Dataset items
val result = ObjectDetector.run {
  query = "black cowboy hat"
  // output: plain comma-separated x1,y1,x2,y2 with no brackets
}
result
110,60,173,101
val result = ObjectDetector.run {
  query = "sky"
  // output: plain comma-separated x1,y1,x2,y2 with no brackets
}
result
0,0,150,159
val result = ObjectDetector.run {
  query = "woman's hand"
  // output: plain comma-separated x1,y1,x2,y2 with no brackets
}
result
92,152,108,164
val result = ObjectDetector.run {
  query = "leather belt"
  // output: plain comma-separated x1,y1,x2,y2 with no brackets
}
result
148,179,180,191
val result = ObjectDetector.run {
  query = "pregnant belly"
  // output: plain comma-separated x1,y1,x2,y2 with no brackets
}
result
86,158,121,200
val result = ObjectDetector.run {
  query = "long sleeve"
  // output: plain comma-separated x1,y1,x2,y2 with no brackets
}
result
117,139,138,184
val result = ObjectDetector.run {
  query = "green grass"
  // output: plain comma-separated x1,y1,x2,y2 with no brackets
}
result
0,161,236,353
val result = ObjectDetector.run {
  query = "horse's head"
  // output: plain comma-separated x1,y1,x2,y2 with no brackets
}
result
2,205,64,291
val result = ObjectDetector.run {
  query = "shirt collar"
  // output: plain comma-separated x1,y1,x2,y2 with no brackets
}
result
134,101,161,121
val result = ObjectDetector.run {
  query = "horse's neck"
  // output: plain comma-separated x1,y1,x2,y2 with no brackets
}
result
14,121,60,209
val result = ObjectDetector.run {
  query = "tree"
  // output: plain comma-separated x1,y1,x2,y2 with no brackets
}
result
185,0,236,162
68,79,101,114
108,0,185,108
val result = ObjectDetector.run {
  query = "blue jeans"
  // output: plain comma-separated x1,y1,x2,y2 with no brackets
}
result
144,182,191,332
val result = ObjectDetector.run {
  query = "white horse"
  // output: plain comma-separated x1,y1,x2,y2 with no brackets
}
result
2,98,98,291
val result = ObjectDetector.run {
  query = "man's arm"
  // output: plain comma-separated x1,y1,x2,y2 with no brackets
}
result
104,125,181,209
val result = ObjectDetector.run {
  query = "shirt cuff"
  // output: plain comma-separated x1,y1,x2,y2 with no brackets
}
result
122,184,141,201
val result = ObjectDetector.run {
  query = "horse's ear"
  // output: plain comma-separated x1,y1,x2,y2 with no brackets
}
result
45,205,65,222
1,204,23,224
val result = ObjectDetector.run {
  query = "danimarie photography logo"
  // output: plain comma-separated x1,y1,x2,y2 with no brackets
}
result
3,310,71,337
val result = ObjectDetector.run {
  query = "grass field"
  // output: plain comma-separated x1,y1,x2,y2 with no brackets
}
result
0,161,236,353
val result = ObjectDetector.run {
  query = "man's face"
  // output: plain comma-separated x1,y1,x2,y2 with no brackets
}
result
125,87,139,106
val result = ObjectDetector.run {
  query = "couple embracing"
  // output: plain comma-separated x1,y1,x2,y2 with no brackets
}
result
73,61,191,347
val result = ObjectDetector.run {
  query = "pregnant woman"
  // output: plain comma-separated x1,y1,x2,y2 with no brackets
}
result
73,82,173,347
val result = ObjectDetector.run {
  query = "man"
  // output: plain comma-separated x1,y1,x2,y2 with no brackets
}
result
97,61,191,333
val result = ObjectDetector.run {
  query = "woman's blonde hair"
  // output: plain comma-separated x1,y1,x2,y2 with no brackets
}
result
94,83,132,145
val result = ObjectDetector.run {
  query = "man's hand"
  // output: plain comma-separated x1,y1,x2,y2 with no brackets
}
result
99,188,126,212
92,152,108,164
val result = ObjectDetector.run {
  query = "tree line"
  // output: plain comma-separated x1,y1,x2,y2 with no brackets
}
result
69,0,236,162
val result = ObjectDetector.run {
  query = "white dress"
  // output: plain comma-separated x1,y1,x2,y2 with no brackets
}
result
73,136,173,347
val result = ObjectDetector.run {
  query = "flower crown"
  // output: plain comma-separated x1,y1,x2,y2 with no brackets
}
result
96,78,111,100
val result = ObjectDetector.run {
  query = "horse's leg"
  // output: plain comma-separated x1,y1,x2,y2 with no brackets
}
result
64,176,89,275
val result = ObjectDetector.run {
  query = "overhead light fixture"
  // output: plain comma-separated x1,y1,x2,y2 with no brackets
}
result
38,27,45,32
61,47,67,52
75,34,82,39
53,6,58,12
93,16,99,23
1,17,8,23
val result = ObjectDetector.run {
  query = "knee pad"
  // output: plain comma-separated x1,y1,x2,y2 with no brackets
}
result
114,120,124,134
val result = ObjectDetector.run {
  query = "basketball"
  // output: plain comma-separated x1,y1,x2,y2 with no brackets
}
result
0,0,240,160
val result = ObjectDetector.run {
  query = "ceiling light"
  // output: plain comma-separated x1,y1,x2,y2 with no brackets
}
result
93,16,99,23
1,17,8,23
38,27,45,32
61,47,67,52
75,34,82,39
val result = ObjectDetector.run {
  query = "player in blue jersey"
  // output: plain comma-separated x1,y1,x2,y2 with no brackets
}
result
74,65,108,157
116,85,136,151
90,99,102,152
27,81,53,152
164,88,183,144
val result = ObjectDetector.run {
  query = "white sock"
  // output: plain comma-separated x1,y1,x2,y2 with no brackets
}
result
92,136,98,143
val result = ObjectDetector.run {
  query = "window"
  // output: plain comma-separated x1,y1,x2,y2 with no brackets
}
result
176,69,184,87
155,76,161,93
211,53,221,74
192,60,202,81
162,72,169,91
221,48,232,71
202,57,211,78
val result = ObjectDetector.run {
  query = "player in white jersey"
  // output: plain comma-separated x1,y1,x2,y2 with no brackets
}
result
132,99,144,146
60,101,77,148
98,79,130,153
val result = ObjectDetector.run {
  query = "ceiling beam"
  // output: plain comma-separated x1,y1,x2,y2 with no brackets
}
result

### Task directions
Reproduce the lines from the start of the rows through the line containing "0,0,150,159", with "ObjectDetector" replaced by "RegionLocator" and everything else left unchanged.

### Correct answer
val result = RegionLocator.run {
  query = "black cowboy hat"
  // output: plain comma-separated x1,y1,x2,y2 with no brackets
}
result
110,60,173,101
val result = RegionLocator.run {
  query = "sky"
  // output: plain comma-separated x1,y1,x2,y2 with no brackets
}
result
0,0,150,159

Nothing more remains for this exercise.